*EXERCISE DIRECTIONS*:
How many lines in the entries below contain the word "vegetation"? Reply with the number alone.

[A run of records]
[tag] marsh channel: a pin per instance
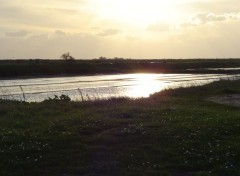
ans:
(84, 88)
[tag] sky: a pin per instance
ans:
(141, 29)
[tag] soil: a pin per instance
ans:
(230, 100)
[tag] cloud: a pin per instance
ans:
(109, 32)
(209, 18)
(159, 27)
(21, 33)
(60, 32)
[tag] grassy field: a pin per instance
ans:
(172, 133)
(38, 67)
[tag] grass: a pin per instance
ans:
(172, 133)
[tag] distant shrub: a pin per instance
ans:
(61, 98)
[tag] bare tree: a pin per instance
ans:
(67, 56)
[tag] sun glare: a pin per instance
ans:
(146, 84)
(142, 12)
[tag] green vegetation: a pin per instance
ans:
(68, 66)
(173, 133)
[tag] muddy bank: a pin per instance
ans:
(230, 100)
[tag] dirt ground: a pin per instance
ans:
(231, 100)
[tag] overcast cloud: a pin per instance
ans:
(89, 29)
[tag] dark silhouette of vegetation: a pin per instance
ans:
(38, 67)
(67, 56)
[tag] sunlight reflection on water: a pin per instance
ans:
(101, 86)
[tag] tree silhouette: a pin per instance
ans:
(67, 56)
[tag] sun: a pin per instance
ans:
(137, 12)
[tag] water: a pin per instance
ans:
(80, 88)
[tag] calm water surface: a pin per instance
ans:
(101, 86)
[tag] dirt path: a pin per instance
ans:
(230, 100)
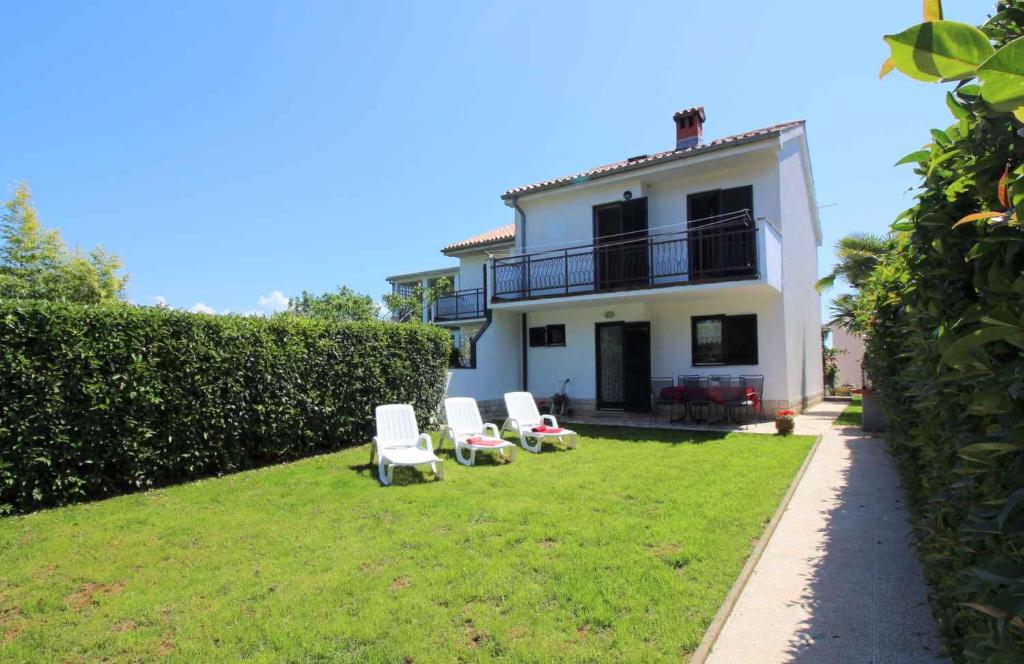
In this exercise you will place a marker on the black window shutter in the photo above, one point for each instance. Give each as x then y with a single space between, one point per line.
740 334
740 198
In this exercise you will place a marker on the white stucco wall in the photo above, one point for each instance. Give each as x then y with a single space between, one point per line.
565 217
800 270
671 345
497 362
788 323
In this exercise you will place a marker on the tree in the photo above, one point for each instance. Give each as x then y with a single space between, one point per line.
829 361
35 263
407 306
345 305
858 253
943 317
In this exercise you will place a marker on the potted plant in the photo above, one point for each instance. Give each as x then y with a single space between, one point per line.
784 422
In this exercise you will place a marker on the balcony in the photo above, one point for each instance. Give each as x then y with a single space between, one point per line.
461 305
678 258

--

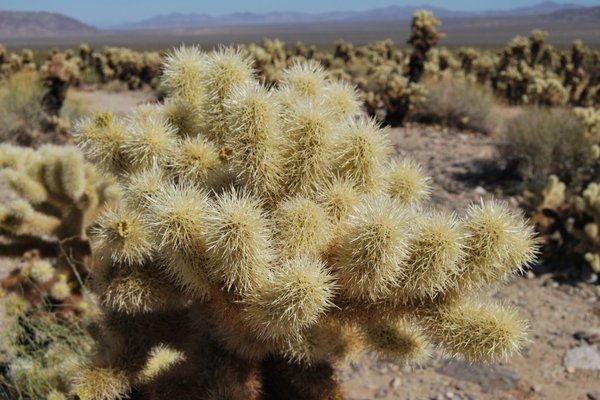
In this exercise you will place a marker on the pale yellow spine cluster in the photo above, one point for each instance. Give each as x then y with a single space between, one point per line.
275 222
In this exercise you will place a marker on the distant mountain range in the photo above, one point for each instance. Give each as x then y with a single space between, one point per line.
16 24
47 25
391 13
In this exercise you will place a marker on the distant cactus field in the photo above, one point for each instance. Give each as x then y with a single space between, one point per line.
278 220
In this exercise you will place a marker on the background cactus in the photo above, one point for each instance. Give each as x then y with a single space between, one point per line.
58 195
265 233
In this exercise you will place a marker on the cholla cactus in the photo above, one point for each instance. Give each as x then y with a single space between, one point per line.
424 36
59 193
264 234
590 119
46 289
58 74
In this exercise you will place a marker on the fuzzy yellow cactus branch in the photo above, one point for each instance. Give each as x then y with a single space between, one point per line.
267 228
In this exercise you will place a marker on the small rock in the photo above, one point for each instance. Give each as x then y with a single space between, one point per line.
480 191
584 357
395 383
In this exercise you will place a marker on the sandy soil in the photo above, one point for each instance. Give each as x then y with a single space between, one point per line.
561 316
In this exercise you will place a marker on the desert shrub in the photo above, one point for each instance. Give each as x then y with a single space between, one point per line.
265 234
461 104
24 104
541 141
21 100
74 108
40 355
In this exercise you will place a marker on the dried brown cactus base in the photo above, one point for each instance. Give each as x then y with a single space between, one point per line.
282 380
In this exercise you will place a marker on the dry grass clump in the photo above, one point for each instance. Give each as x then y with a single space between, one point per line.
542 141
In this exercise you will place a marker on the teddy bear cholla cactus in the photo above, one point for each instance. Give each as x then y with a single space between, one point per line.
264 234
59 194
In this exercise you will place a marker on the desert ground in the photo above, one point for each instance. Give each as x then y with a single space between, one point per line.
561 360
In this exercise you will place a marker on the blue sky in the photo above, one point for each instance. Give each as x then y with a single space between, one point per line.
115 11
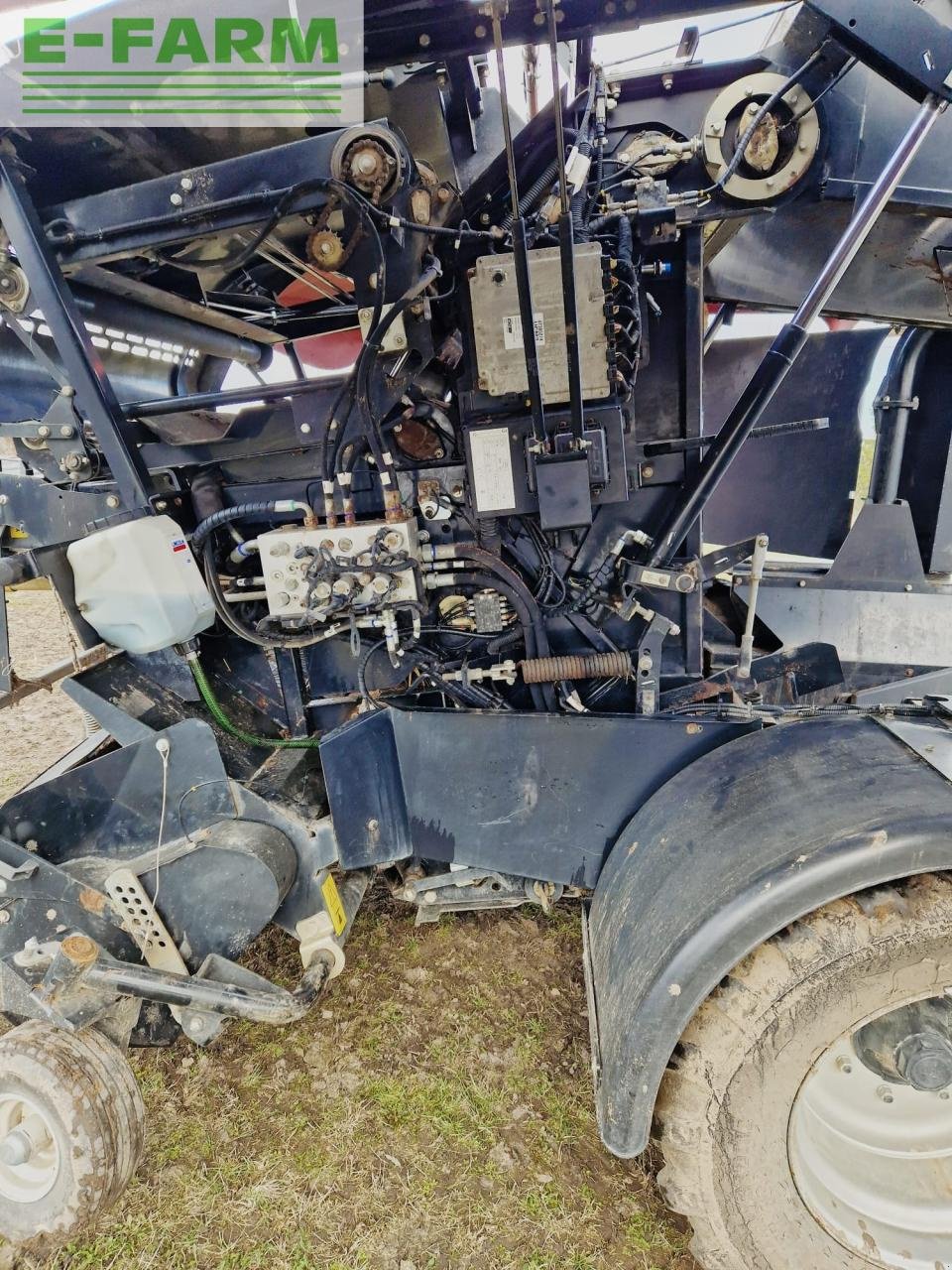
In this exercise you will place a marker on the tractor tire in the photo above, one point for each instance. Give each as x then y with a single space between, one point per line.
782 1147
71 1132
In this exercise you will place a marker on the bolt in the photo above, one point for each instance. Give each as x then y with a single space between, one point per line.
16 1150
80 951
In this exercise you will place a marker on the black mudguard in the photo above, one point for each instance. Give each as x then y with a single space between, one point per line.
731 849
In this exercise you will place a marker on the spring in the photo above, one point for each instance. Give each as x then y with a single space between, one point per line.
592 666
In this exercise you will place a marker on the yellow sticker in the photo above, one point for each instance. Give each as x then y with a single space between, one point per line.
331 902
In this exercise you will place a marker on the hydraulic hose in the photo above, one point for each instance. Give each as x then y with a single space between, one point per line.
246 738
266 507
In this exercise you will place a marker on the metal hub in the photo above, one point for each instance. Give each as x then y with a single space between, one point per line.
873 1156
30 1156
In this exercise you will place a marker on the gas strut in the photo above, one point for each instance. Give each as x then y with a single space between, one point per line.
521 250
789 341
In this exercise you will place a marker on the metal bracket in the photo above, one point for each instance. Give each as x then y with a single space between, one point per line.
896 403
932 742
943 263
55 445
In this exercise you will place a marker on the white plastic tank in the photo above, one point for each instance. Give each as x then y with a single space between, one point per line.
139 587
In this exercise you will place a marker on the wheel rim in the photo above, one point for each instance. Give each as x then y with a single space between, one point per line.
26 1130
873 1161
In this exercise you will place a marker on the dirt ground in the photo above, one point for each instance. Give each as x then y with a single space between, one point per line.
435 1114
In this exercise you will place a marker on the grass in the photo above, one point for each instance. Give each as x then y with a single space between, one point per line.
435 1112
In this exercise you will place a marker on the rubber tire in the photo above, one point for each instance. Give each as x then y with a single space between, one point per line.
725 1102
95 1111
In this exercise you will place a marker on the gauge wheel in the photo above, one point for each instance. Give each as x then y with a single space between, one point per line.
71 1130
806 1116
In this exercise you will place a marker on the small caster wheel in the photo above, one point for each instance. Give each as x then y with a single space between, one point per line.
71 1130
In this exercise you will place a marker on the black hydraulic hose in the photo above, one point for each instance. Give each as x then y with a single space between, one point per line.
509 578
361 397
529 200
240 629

* * *

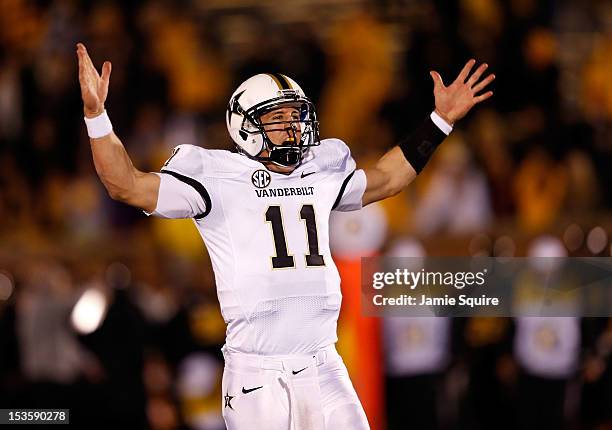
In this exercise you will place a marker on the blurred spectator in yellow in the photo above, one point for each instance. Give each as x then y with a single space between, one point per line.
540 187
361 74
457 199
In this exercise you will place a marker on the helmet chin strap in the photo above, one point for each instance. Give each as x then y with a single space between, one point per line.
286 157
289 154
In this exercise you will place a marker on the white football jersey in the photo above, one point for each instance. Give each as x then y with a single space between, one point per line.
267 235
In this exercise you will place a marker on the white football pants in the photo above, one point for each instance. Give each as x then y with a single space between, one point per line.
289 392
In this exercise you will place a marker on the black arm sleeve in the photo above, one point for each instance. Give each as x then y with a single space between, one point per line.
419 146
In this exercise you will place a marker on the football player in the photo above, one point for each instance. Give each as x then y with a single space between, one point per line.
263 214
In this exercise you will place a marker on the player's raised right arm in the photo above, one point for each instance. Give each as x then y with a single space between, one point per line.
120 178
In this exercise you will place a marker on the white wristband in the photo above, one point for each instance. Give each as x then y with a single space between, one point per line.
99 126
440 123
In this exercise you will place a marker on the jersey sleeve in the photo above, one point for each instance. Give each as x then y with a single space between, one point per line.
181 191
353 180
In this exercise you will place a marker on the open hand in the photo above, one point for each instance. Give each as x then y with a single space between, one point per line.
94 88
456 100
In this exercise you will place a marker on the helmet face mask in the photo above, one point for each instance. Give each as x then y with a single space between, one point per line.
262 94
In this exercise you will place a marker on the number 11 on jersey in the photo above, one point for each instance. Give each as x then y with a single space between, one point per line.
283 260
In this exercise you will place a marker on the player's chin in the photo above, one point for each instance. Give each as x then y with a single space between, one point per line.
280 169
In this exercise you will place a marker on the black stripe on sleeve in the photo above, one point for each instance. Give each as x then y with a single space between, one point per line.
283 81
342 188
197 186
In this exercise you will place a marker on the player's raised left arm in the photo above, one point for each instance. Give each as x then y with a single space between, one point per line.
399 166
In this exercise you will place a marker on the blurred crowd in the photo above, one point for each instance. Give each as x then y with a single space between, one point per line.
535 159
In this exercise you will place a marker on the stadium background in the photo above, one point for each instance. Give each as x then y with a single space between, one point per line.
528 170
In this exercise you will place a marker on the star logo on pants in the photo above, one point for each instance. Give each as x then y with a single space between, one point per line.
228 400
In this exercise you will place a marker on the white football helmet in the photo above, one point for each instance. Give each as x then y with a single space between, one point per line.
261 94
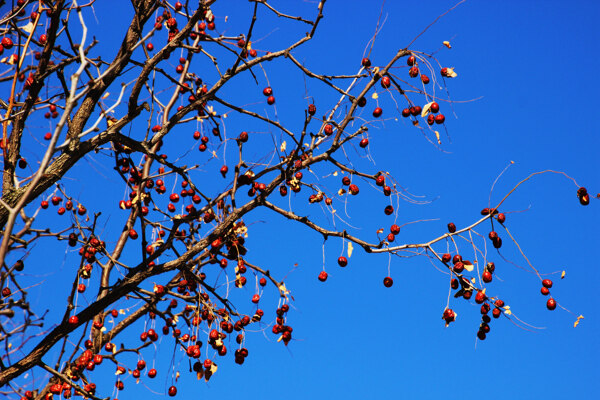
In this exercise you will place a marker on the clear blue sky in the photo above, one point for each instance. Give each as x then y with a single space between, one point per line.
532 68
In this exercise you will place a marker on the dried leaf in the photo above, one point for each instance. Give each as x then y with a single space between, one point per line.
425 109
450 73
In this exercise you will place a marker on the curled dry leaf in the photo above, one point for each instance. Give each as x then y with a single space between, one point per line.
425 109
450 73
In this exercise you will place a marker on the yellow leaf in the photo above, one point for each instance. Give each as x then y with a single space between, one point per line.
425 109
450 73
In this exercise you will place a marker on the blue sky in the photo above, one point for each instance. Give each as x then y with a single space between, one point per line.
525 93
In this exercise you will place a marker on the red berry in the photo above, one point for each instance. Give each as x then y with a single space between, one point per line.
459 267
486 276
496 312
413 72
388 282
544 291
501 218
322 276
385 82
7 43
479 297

*COMPLETE RESPONSE*:
2